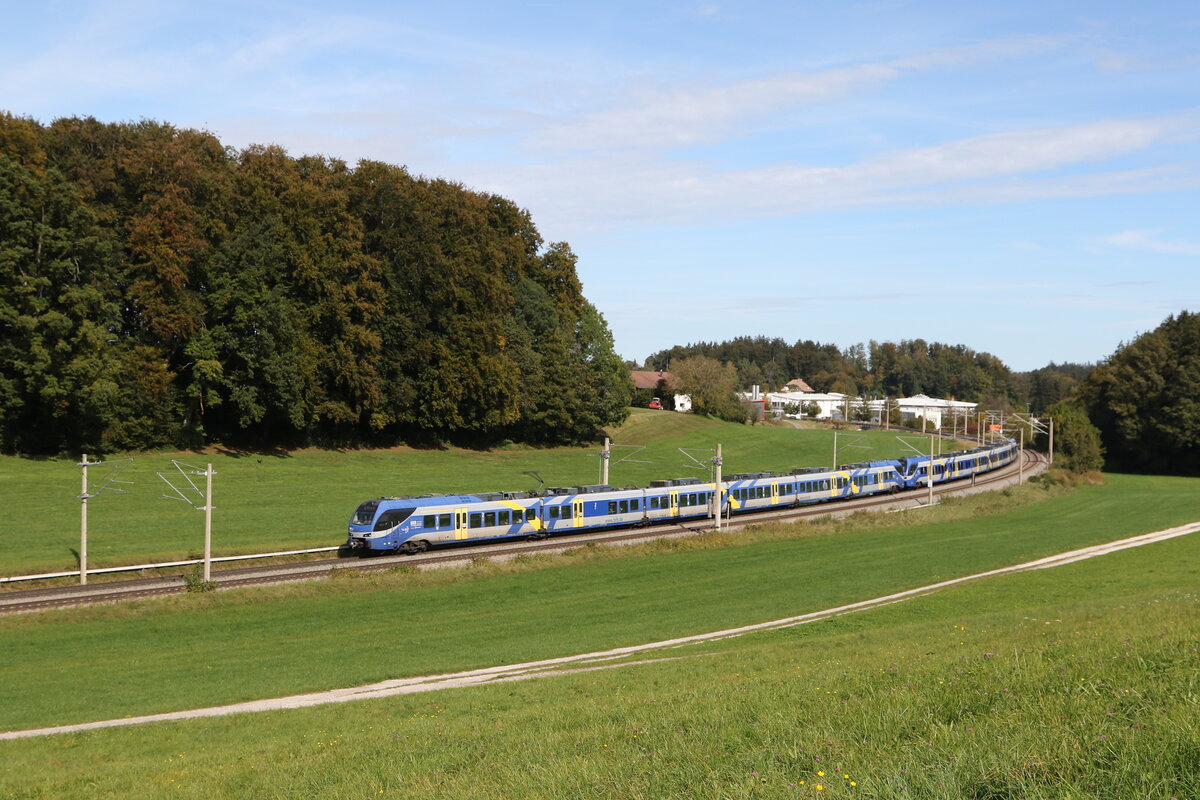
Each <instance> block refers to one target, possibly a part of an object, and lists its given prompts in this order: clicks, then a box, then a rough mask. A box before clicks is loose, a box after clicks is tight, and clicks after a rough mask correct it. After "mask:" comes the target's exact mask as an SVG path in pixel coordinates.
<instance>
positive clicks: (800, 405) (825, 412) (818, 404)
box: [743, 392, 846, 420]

--

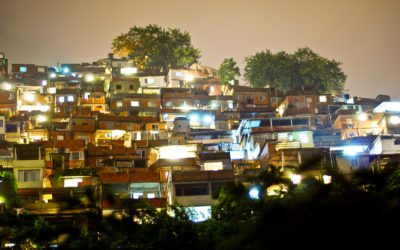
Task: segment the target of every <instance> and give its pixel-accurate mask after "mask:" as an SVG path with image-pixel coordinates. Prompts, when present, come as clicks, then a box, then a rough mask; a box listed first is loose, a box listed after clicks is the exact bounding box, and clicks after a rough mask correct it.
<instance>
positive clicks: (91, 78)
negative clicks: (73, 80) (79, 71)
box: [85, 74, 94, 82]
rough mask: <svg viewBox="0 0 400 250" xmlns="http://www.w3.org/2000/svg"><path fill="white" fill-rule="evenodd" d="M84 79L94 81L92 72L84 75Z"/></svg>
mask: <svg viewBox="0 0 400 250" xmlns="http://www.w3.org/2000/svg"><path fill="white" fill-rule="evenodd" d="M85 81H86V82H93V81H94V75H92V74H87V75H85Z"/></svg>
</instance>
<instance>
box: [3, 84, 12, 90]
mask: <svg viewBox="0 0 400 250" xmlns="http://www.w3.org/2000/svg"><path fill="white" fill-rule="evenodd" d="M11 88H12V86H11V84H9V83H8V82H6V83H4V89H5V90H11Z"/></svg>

> **Required action**:
Within the data above, how many lines include "positive"? The number alone is the answer.

> **Answer section**:
2